_GIVEN INSTRUCTION_
Copy each of the rows below word for word, keeping every character and line break unchanged.

_MATERIAL PROVIDED_
******************************

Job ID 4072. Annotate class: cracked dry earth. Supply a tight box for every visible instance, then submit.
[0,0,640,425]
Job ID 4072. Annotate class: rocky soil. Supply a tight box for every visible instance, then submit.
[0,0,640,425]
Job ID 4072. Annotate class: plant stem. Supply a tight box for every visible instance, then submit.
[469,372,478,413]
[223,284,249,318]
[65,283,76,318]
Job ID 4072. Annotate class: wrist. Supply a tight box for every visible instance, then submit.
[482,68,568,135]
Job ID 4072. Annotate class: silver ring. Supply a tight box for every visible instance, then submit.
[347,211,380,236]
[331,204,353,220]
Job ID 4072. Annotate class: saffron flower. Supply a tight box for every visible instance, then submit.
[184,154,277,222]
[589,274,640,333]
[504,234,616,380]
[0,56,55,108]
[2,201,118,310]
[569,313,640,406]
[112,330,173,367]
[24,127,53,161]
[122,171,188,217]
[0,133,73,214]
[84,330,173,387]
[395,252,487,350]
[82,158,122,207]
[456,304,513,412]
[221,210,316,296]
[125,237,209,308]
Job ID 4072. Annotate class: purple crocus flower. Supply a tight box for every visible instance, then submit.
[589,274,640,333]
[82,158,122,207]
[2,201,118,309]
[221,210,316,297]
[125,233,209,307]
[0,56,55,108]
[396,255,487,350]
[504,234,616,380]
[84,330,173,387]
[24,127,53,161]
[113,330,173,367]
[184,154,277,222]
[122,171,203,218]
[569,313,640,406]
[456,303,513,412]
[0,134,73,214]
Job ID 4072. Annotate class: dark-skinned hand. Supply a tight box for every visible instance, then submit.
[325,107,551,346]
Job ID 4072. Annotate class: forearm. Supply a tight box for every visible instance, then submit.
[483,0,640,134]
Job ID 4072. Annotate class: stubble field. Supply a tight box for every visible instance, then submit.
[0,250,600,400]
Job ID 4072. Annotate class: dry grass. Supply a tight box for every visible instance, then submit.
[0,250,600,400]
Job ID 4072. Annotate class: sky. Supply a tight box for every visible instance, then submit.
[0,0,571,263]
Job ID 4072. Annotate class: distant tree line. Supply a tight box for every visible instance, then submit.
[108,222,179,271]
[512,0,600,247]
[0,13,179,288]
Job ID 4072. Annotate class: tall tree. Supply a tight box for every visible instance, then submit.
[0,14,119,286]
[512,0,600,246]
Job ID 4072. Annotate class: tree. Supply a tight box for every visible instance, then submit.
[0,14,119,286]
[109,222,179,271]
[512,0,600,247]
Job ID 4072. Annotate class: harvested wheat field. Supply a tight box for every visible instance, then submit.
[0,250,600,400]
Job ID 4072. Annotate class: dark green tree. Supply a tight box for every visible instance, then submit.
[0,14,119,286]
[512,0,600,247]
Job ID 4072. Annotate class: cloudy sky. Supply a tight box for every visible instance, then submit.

******************************

_COMPLETED EXERCISE_
Job ID 4072. Annotate class: cracked dry earth. Supply a tight box for every visible instance, then submit.
[0,0,640,425]
Job ID 4072. Annotate class: rocky soil. Supply a tight box for every visible instance, then submit.
[0,0,640,425]
Job ID 4072. Annotate class: plant stem. Supply a tight box for every visible instance, then submit.
[469,372,478,413]
[223,284,249,318]
[65,283,76,318]
Job ID 4072. Annotate class: wrist. Supply a tight box for every visible instance, then submit.
[482,68,568,135]
Job ID 4072. Annotate class: silver ring. Supply a tight box for every visible instance, then submit.
[347,211,380,236]
[331,204,353,220]
Job ID 4072. Annotate class: saffron flower. Supply a tight box for every visible instance, then submit.
[184,154,277,222]
[589,274,640,333]
[504,234,616,380]
[0,56,55,108]
[2,201,118,310]
[569,313,640,406]
[112,330,173,367]
[24,127,53,161]
[122,171,188,217]
[0,133,73,214]
[84,330,173,387]
[395,252,487,350]
[82,158,122,207]
[456,304,513,412]
[221,210,316,296]
[125,237,209,308]
Job ID 4072. Annotate class: purple crocus flower. Supply a tight box for every visible instance, then submit.
[589,274,640,333]
[82,158,122,207]
[2,201,118,309]
[221,210,316,297]
[125,233,209,307]
[0,56,55,108]
[396,255,487,350]
[504,234,616,380]
[84,330,173,387]
[24,127,53,161]
[113,330,173,367]
[184,154,277,222]
[122,171,203,218]
[569,313,640,406]
[456,303,513,412]
[0,134,73,214]
Job ID 4072. Annotate class: dark-skinned hand. Supply a tight box for every visible instance, then submit.
[325,107,551,346]
Job ID 4072. Annotate class: forearm. Supply a tight box for every visible instance, then submit.
[483,0,640,134]
Job ID 4072. Annotate class: stubble field. Supply a tight box for every visible instance, then submit.
[0,250,600,400]
Job ID 4072. Annotate class: dry grass. Supply a tight box for every visible instance, then submit.
[0,250,600,400]
Job ID 4072. Annotate class: sky. Supply a tight box for every visible instance, then submit.
[0,0,571,263]
Job ID 4072. Annotate class: distant tree line. Supply a tight box for every visible instance, then submit.
[108,222,179,271]
[512,0,600,247]
[0,13,179,288]
Job ID 4072. Annotate class: tall tree. Supply a tight box for every visible instance, then submit.
[0,14,119,286]
[512,0,600,246]
Job ID 4072. Annotate class: tree. Supply a tight box for every visible instance, then submit.
[0,14,119,286]
[109,222,179,271]
[512,0,600,247]
Job ID 4072. Annotate class: harvested wheat field. Supply a tight box for every visible instance, then submit.
[0,250,600,400]
Job ID 4072. Annotate class: dark green tree. Supply a tight box for every visible instance, then submit.
[0,14,119,286]
[512,0,600,247]
Job ID 4072. Annotate class: cloudy sky. Supply a tight box for every visible instance, then submit.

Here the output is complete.